The problem ::
Copy out, word for word, the stretch of the records below from the line containing "cloud as a single dot per instance." through the end of the records.

— begin Entries —

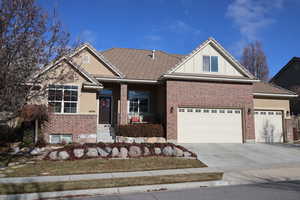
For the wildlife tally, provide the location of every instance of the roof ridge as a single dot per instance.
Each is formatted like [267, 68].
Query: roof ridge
[279, 87]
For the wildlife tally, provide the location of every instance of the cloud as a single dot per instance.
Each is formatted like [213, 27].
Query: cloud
[180, 26]
[251, 16]
[153, 38]
[88, 36]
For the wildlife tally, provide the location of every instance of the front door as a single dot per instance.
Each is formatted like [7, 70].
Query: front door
[105, 110]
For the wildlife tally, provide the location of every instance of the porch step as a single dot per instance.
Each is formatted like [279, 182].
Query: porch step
[105, 133]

— end Entries —

Correct answer ::
For the wildlife tally, provide the location of every instance of the cloud as a single dot per instance.
Each is formatted like [213, 27].
Query: cloud
[180, 26]
[251, 16]
[153, 38]
[88, 36]
For the wildlife tally, provide the location of every instance of the front door as a single dot per instance.
Each is formatted like [7, 70].
Query: front door
[105, 110]
For the wildlife tally, provide the location of every instance of the porch step as a single dot per instance.
Each is formatted like [279, 182].
Query: porch step
[105, 133]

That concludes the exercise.